**TEXTO FUENTE**
»»
Tan ilógico lo estimo como proclamar que sí es matrimonio la unión de homosexuales. Ilógico, aunque deba reconocérseles, como a cualquier otro ser humano, libertad plena en todo lo que no sea infligir daño a terceros, y aunque a su sociedad se le atribuyan jurídicamente los mismos derechos que a la conyugal.

Por más que la unión homosexual pueda cuajar analógicamente la exultación del encuentro «"ésta/éste" sí que es carne de mi carne y hueso de mis huesos», nunca ni de ningún modo podrá ser por su propio concepto vinculación estable de mujer y hombre, abierta a la procreación espontáneamente y de por sí. Ni aunque la ONU dijera lo contrario, amparándose autoritariamente en una pobreza de lenguaje, similar a otras muchas espontáneas del diccionario.

Como llamar "puerto" al de montaña y al de mar. Tan imposible que ambos sean lo mismo, como que sean matrimonio la "androgamia" y la "guinegamia". Éstas son posible denominación respectiva de la homosexualidad masculina y femenina que, inspirada en el griego, dio Rufino Soriano en su bloc "Cajón de Sastre" (Periodista Digital).

Pero más ilógico que el afán de dotar a la homosexualidad de una entidad de la que carece, entiendo que es el hecho de impugnar ese afán al tiempo que se bendice el intento inverso del Decreto Tametsi, de vaciar de su propio ser de matrimonio al celebrado clandestinamente. Es como usar dos varas de medir: el ser real de las cosas no puede ser alterado, si lo intentas tú; pero sí, cuando lo hago yo.

Aunque no consta que Jesús entrara en esta cuestión, puede afirmarse que se aproximó mucho a ella al invocar el dato de haber sido el hombre creado varón y mujer, en orden a que, desgajados ambos de sus progenitores y constituidos pareja, integraran una nueva creatura, un nuevo ser autónomo, independiente e indisoluble, pero sometido a la fragilidad de la muerte como cualquier otra "carne" (Mt 19,4-5).

Tal invocación implica necesariamente la afirmación de la habilidad innata del hombre para contraer matrimonio. Habilidad que, en cuanto proveniente del Creador, no hay nadie en la tierra que la pueda anihilar por decreto. Ella sólo puede desaparecer por matrimonio vivo ya contraído y por castración física o psíquica, bien de nacimiento, bien adquirida accidentalmente, bien injustamente infligida.

¿Qué en el cuarto de sus cánones sobre el matrimonio (Dz. 974/1804) Trento lanzó anatema contra quien negara el poder de la Iglesia para establecer condiciones determinantes de su validez o nulidad? Podrá tenerlo, como cualquier otra sociedad, en el plano de su reconocimiento legal y público. Pero nunca jamás en relación a su ser real.
««
**EJERCICIOS**
(a) En el texto sobre el matrimonio, ¿quién propuso las denominaciones "androgamia" y "guinegamia", y dónde lo hizo?
(b) Indica si cada afirmación concuerda con el texto sobre el matrimonio y cita las palabras exactas que lo deciden: (i) La habilidad para contraer matrimonio puede desaparecer por castración física o psíquica. (ii) Jesús trató expresamente la cuestión de la unión homosexual. (iii) Trento lanzó anatema en uno de sus cánones sobre el matrimonio contra quien negara el poder de la Iglesia para fijar condiciones de validez o nulidad.
(c) Retoma el texto sobre el matrimonio y continúalo a partir de su última oración.

**DATOS EXTRAÍDOS**
»»
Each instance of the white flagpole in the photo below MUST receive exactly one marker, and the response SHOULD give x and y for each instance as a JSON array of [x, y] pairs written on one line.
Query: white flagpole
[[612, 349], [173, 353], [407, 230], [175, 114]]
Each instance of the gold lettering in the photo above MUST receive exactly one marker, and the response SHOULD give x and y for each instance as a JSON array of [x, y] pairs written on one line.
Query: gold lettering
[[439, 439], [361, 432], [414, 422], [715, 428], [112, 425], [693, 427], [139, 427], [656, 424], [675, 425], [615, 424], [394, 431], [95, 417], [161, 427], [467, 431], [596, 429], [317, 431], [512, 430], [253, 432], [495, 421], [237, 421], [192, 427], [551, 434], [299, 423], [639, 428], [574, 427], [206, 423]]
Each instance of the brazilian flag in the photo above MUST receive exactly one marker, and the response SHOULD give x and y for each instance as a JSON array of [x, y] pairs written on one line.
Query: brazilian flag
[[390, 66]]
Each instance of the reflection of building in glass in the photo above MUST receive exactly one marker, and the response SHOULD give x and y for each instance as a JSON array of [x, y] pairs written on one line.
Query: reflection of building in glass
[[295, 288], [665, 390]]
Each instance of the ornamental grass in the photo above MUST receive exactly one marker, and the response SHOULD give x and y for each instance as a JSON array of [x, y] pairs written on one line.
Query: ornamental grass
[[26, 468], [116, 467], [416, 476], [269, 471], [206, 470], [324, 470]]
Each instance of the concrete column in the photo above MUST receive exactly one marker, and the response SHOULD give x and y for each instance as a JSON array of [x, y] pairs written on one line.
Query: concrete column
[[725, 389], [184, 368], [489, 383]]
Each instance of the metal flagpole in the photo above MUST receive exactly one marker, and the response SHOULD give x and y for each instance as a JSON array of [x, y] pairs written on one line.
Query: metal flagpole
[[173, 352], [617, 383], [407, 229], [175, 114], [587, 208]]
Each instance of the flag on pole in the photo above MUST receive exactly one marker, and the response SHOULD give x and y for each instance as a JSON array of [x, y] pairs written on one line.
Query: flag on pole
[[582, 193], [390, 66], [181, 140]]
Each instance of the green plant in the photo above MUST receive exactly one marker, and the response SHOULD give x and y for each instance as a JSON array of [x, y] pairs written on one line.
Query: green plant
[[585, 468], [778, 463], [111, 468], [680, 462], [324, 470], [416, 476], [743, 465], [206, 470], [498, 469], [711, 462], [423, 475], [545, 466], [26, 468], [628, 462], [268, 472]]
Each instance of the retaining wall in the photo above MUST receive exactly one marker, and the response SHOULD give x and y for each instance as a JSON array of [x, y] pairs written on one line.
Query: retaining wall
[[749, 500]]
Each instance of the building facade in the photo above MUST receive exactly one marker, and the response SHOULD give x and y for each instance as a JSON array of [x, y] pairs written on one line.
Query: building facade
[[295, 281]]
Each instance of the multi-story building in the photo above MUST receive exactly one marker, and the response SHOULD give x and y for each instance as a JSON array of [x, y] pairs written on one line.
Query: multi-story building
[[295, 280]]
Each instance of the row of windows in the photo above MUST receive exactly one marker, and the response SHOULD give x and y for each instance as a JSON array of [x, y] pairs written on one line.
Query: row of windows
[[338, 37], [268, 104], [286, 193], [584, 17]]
««
**RESPUESTAS EN ORDEN**
(a) Rufino Soriano, en su bloc "Cajón de Sastre" (Periodista Digital).

(b)
(i) Sí: «Ella sólo puede desaparecer por matrimonio vivo ya contraído y por castración física o psíquica».
(ii) No: «Aunque no consta que Jesús entrara en esta cuestión».
(iii) Sí: «en el cuarto de sus cánones sobre el matrimonio (Dz. 974/1804) Trento lanzó anatema contra quien negara el poder de la Iglesia para establecer condiciones determinantes de su validez o nulidad».

(c)
Permítaseme un ejemplo extremo con el que intentar aclarárselo a quienes no capten la diferencia: aún afirmando que la Iglesia pueda fijar las condiciones requeridas para la adopción, de suerte que en virtud de ellas uno sea considerado jurídica y públicamente hijo de otro a todos los efectos, no puede en absoluto aceptarse que lo tenga para que el adoptado deje de ser hijo natural de sus propios padres físicos y empiece a serlo de sus adoptantes. Igual sucede respecto de la habilidad para contraer matrimonio: la ley no la da ni la quita; sólo la reconoce o la niega en el ámbito de lo jurídico, "según le dé" con más o menos racionalidad en cada época o en cada lugar.

En absoluto cabría interpretar esta declaración de invalidez postridentina como simple prohibición, aunque extrema. No hay forma más eficaz de prohibir algo que declararlo inválido. La eficacia fue intención del Concilio, por tener visto que las prohibiciones del pasado no habían conseguido evitar los graves males que se pretendían remediar con ellas. En especial, la vida de adulterio y el estado de condenación en que se ponían los que públicamente se casaban con otra mujer, violando su matrimonio clandestino. Puede que en su decisión también pesara su creencia, formalmente expresada, de haber prohibido siempre la Iglesia ese matrimonio.

Pero, ni es lo mismo prohibir algo, que anular, desvanecer, anihilar su esencia; ni es históricamente cierto que siempre haya estado prohibido. Los papas San Calixto I (217-222) y San León Magno (440-461) lo autorizaron ante los problemas que planteaba la prohibición, vigente entonces en el Derecho Romano, del matrimonio de patricios con miembros de inferior categoría social, y de libres con esclavos. Eran problemas análogos a los que da lugar la legislación canónica a quienes, habiendo optado con toda su buena fe por la renuncia definitiva al matrimonio, la vida les demuestra luego su incapacidad (1Cor 7,8-9).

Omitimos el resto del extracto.